=== Prompt ===
Revise the listing below by replacing "Annotation task" with "Labeling task" wherever it occurs, leaving every other part unchanged.

+++++

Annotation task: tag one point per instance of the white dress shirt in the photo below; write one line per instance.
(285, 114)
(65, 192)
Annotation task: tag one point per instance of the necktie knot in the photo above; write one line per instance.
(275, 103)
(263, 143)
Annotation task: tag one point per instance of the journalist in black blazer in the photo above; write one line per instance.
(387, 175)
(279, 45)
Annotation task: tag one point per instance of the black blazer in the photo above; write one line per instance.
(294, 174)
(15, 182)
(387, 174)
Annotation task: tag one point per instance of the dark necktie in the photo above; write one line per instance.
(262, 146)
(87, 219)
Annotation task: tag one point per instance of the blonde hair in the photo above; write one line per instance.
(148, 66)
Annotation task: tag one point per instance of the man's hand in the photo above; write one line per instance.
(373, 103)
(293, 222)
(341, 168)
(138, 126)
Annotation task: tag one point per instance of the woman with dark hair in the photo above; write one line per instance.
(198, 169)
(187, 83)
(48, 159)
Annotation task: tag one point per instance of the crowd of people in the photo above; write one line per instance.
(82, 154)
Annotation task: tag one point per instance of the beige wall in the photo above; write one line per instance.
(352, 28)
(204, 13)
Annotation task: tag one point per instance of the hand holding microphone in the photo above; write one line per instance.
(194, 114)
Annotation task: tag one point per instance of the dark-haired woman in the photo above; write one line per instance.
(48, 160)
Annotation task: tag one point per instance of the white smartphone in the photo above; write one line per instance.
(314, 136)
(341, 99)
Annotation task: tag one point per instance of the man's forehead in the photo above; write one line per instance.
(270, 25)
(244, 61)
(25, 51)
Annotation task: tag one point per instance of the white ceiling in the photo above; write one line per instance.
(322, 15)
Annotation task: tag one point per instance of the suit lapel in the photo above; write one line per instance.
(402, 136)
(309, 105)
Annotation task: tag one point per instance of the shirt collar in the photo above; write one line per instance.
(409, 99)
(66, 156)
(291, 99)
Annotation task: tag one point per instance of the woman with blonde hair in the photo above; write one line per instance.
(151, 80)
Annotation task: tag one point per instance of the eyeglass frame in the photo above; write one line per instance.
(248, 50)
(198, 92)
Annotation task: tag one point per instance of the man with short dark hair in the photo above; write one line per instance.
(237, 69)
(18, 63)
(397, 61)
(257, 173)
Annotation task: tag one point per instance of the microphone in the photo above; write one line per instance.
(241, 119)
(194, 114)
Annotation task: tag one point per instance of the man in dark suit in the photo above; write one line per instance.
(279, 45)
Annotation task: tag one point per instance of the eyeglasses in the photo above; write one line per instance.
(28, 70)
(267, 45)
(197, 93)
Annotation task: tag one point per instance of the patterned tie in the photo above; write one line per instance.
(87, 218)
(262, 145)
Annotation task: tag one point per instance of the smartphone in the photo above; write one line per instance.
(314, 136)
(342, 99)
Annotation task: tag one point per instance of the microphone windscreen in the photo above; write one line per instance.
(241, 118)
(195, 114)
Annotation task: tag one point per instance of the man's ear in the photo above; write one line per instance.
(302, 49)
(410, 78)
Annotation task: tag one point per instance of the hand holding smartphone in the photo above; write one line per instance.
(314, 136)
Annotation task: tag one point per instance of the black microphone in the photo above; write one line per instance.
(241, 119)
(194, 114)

+++++

=== Result of this exercise ===
Labeling task: tag one point per instance of the white dress shirt in the photo below; write one line per instance.
(285, 114)
(65, 192)
Labeling task: tag one point per instance of the necktie knot in the photo above; write one line per instance.
(275, 103)
(263, 143)
Labeling task: tag one point per instance of the journalist in black blazer in the photo above; write one line per instance.
(387, 175)
(279, 45)
Labeling task: tag one point per instance of the black blazer in the photo above; write one line per instance.
(294, 174)
(15, 182)
(387, 174)
Labeling task: tag one point per instance of the dark necktie in the photo above; write one line per instance.
(262, 146)
(87, 219)
Labeling task: tag one point per instance of the blonde hair in the photo above; write one line per instance.
(148, 66)
Labeling task: tag one point per instance of the man's hand in the photo above; write one line per instance.
(373, 103)
(293, 222)
(341, 168)
(138, 126)
Labeling task: tag one point per instance of the woman with dark hair in the photo above; write one line per instance.
(198, 169)
(187, 83)
(48, 159)
Labeling task: tag one point per instance of the crowd of people in the photo above; write one line per instance.
(82, 154)
Labeling task: tag one point per instance of the beige wall in the photo above; write one line per instance.
(352, 28)
(204, 13)
Labeling task: tag one point per instance of the hand holding microphone in the photo above; write one line per instance.
(194, 114)
Labeling task: tag one point per instance of the dark-haired woman in the photo above; write one line per instance.
(48, 160)
Labeling task: tag one point per instance of the white smartphone in the photo above; write one line per instance.
(314, 136)
(341, 99)
Labeling task: tag one point per instance of the man's forehead in the photo above; write one line per instance.
(270, 25)
(244, 61)
(25, 51)
Labeling task: tag one point per instance of the white ceiling in the photo above; write one line per instance.
(322, 15)
Labeling task: tag one point per instance of the suit lapel in the photo above; write one line per instance.
(402, 136)
(309, 105)
Labeling task: tag one point per instance of the shirt collar in the photo above; write one line per instance.
(409, 99)
(66, 156)
(291, 99)
Labeling task: tag one point per instance of the woman with blonde hair in the photo above; write one line per instance.
(151, 80)
Labeling task: tag one point per instance of the eyeglass frame in the photo above; write one line per instance.
(248, 50)
(198, 92)
Labeling task: tag one point per instance of the man with short dark hair in the photo above; write one line per instance.
(237, 69)
(18, 63)
(397, 61)
(257, 173)
Labeling task: tag one point per instance of the microphone in the photo above; write one line per instance.
(241, 119)
(194, 114)
Labeling task: tag one point per instance of the man in dark suit in the photo above; write one line per instance.
(279, 45)
Labeling task: tag one point per instance of the eyeglasses in the photo above; write one line per instance.
(28, 70)
(267, 45)
(197, 93)
Labeling task: tag one point per instance of the patterned tie in the photo above; write one line per instance.
(87, 218)
(262, 145)
Labeling task: tag one point per instance of the smartphone in the photo above; write one line per instance.
(314, 136)
(342, 99)
Labeling task: tag one point per instance of the microphone windscreen in the photo above; write one line per instance.
(241, 118)
(195, 114)
Labeling task: tag one point per instance of the man's ear in the photo above; write one line per instance.
(302, 49)
(410, 78)
Labeling task: tag one point per instance of the hand holding smartphone in the photo above; write one line per instance.
(314, 136)
Labeling task: tag one point per instance of the black microphone in the photo above; write one line per instance.
(241, 119)
(194, 114)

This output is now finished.